(Dataset entries)

-*-*-

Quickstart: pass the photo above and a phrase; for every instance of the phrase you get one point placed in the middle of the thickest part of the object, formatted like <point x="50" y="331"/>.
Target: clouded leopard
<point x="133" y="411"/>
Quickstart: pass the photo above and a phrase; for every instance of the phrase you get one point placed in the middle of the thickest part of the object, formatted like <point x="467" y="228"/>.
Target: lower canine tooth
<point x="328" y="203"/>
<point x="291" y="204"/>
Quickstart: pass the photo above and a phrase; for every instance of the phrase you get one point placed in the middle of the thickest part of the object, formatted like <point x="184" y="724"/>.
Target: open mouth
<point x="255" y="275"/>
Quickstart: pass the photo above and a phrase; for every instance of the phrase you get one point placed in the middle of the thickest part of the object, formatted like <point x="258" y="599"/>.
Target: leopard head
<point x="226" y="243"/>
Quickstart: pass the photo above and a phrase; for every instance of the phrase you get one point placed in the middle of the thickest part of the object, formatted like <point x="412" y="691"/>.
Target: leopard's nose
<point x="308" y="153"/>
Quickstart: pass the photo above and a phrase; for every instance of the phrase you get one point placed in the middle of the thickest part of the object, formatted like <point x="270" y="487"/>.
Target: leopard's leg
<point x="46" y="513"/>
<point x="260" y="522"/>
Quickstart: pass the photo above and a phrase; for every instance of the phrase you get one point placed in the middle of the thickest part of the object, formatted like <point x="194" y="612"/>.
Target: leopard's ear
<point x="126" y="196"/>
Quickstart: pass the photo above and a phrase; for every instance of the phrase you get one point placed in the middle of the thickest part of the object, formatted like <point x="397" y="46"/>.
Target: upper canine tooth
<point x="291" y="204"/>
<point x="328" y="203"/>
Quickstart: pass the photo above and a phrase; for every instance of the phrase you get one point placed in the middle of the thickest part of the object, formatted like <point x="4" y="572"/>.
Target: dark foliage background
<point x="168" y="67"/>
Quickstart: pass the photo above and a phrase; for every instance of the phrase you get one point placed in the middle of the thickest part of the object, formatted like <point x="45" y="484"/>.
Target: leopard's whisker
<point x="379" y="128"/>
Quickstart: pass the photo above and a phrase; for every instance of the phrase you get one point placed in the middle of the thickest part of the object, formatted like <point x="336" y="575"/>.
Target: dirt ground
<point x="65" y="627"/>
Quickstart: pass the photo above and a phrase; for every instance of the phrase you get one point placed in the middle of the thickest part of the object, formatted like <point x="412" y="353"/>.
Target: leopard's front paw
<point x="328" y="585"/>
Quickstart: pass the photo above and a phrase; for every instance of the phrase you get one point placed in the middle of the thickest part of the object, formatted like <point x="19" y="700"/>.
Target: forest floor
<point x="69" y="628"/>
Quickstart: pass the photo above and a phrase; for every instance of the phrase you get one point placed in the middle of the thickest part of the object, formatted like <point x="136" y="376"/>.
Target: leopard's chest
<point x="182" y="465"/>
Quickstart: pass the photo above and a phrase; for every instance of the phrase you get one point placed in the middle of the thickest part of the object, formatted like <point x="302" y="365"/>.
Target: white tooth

-*-*-

→ How to complete this task
In full and without alteration, repeat the records.

→ Result for this task
Quickstart: pass the photo above and a phrase; for every instance of the phrase you get one point placed in the middle of the thickest part of the object, formatted like <point x="50" y="331"/>.
Target: clouded leopard
<point x="133" y="411"/>
Quickstart: pass the photo above and a phrase; for every instance of the phrase you get one point placed in the middle of the thickest part of the object, formatted like <point x="467" y="228"/>.
Target: lower canine tooth
<point x="328" y="203"/>
<point x="291" y="204"/>
Quickstart: pass the photo above and a phrase; for every instance of the phrase you get one point placed in the middle of the thickest part of the object, formatted like <point x="184" y="724"/>.
Target: open mouth
<point x="255" y="275"/>
Quickstart: pass the photo above and a phrase; for every instance of the phrase you get one point placed in the middle of the thickest part of the object, formatted like <point x="258" y="599"/>.
Target: leopard head
<point x="226" y="243"/>
Quickstart: pass the photo above and a phrase; for every instance of the phrase you get one point placed in the middle of the thickest part of the object, formatted like <point x="412" y="691"/>.
Target: leopard's nose
<point x="308" y="153"/>
Quickstart: pass the photo above and a phrase; for every instance of the phrase you get one point placed in the middle of the thickest part of the object, formatted like <point x="270" y="487"/>.
Target: leopard's leg
<point x="46" y="513"/>
<point x="260" y="522"/>
Quickstart: pass the photo above and a phrase; for every instance of the phrase you get one point placed in the middle of the thickest part of the object, formatted like <point x="194" y="612"/>.
Target: leopard's ear
<point x="126" y="196"/>
Quickstart: pass the photo above and a phrase; for every instance of the phrase you get one point placed in the middle of the thickest part of the object, formatted like <point x="397" y="46"/>.
Target: upper canine tooth
<point x="291" y="204"/>
<point x="328" y="203"/>
Quickstart: pass the photo above and a phrase; for every instance of the phrase you get one point placed in the middle of the thickest part of the object, formatted like <point x="4" y="572"/>.
Target: dark foliage background
<point x="168" y="67"/>
Quickstart: pass the photo above and a phrase; for every instance of the phrase you get one point placed in the middle of the thickest part of the object, formatted like <point x="45" y="484"/>.
Target: leopard's whisker
<point x="379" y="128"/>
Quickstart: pass the photo above and a phrase; for every instance of the phrase you get one point placed in the middle of the thickest part of the object, formatted like <point x="336" y="575"/>.
Target: dirt ground
<point x="65" y="627"/>
Quickstart: pass the photo above and a phrase; for every instance of the phrase you get one point placed in the middle of the thickest part of the object, formatted like <point x="412" y="353"/>.
Target: leopard's front paw
<point x="328" y="585"/>
Quickstart: pass the photo above and a phrase; for every instance of the phrase you get one point placed in the middle of the thickest part of the object, formatted like <point x="19" y="700"/>.
Target: forest floor
<point x="69" y="628"/>
Quickstart: pass the photo above and a phrase; for every instance of the phrase you get one point placed in the middle of the thickest part of the object, formatted like <point x="136" y="376"/>.
Target: leopard's chest
<point x="182" y="465"/>
Quickstart: pass the photo above and a phrase; for every instance of the phrase you get one point placed in the middle of the thickest part of the object, formatted like <point x="302" y="365"/>.
Target: white tooth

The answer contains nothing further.